▶ **WRITTEN PROBLEM**
All of the lines below are to be transcribed faithfully, with pictures excluded from the copy.
>> START
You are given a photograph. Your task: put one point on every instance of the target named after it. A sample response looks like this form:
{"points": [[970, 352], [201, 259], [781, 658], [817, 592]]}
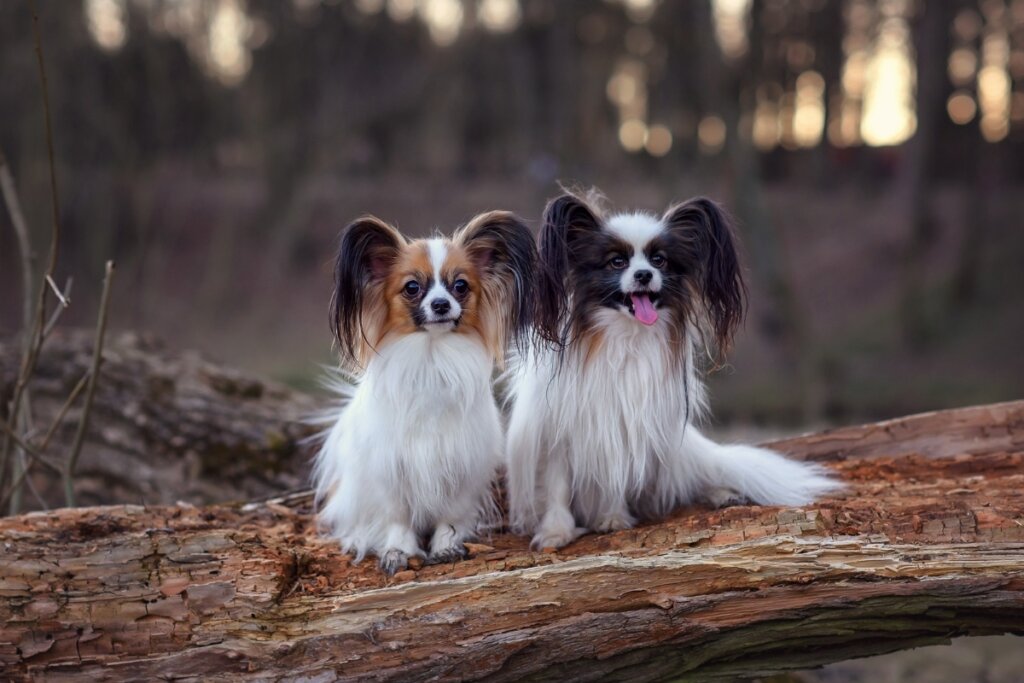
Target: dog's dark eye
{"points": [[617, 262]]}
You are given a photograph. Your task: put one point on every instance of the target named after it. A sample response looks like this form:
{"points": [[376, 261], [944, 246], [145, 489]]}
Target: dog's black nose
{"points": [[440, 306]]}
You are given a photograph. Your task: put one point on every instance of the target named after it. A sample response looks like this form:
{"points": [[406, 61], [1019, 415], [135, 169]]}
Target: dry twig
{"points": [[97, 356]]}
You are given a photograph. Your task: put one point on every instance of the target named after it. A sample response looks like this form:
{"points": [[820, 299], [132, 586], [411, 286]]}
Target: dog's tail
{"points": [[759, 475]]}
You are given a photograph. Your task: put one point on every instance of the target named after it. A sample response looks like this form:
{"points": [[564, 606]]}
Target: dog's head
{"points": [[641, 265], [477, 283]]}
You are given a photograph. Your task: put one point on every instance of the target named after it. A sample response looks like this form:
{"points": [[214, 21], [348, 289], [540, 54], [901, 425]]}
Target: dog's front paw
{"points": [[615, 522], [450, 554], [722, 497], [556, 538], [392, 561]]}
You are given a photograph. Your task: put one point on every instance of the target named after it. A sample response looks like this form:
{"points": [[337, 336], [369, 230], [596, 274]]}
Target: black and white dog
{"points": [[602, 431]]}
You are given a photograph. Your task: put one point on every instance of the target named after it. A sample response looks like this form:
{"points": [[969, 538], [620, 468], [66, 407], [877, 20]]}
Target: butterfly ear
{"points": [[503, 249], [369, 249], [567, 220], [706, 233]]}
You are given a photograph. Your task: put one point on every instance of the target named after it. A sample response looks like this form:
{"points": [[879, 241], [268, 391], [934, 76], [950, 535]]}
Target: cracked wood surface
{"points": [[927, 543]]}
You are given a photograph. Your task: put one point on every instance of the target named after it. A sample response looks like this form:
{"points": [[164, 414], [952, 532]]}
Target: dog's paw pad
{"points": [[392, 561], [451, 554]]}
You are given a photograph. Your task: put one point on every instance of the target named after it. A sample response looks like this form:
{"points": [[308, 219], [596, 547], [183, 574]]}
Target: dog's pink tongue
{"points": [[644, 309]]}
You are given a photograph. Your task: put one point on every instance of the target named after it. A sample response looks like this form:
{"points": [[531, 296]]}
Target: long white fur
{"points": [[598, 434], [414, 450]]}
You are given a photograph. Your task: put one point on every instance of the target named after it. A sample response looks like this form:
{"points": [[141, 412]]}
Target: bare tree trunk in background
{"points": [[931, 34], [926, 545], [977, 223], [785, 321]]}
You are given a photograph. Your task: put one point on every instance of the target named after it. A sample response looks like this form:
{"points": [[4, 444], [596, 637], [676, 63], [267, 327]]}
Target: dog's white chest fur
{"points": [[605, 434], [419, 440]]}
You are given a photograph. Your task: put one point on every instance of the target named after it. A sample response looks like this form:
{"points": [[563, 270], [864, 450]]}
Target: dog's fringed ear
>> END
▶ **RESPONSE**
You are given a photograph. Your task: put one point on every instance of the target named after it. A sample response looks like this form:
{"points": [[970, 352], [201, 259], [781, 658], [817, 592]]}
Target: dog's dark eye
{"points": [[617, 262]]}
You are given a photograph. Your task: put one point on every instance of the target named after it. A sample response looks like this form:
{"points": [[376, 261], [944, 246], [145, 489]]}
Target: dog's black nose
{"points": [[440, 306]]}
You are given a photograph. Your task: put one point on every instance of the target named after it. A sample response looks like this form:
{"points": [[406, 61], [1019, 415], [135, 169]]}
Target: dry twig
{"points": [[97, 356]]}
You are given a photograph. Your task: put one point on every instance of the target named after it. A sample response looks like this form:
{"points": [[820, 299], [132, 586], [411, 286]]}
Target: dog's tail
{"points": [[759, 475]]}
You are given a photograph. Your task: put one point on every instance of the target named after it. A sample response looks like this form:
{"points": [[564, 606]]}
Target: dog's head
{"points": [[641, 265], [477, 283]]}
You are given a photograph. Your task: put one point on every instance of the target named after it. A sample response looks like this form:
{"points": [[214, 21], [348, 289], [540, 54], [901, 425]]}
Target: dog's front paw
{"points": [[615, 522], [450, 554], [722, 497], [556, 538], [392, 561]]}
You are given a photograph. Your task: put one point on every instance of the target named after it. A sample response looks like this form:
{"points": [[337, 336], [369, 230], [596, 274]]}
Target: black and white dog
{"points": [[602, 431]]}
You are given a photograph. Your task: put one point on every instance of the target named after it. A sample response looks like this form:
{"points": [[969, 538], [620, 468], [66, 407], [877, 20]]}
Target: butterfly ear
{"points": [[503, 249], [369, 249], [567, 220], [706, 233]]}
You are given a photograph. Your task: put one point on every instance of the target named after it. A sample response looks like this form:
{"points": [[879, 241], [268, 391], [934, 76], [950, 535]]}
Target: cracked wood surface
{"points": [[927, 543]]}
You are given a photograph. Your task: put one point on every instance of the target named after it. A sample response looks like this form:
{"points": [[164, 414], [952, 532]]}
Target: dog's paw pad
{"points": [[392, 561], [451, 554]]}
You are given a photograph. Your task: put one point on every instance of the target named after it. A sample response looks like this form:
{"points": [[308, 219], [596, 547], [183, 574]]}
Target: dog's pink tongue
{"points": [[644, 309]]}
You are given a photograph. Your task: put one point on every instance of the target named after it. A sample response looks like this form:
{"points": [[531, 296]]}
Target: long white fur
{"points": [[598, 434], [414, 450]]}
You are given a photograph. Your task: put one point on every instance of the target named after it. A sample response looks like this form:
{"points": [[141, 412]]}
Target: bare tree trunk in background
{"points": [[931, 34], [926, 545], [977, 223], [785, 321]]}
You are given a photograph. Your task: put one point on every instance of the target named after it. A sample response looks like this form:
{"points": [[4, 444], [596, 637], [676, 63], [267, 327]]}
Target: dog's white chest fur
{"points": [[605, 434], [419, 440]]}
You are given a photograph. Your task: put one point on every instance of the target named after it. A sample response looks like this form:
{"points": [[563, 270], [864, 450]]}
Target: dog's fringed ear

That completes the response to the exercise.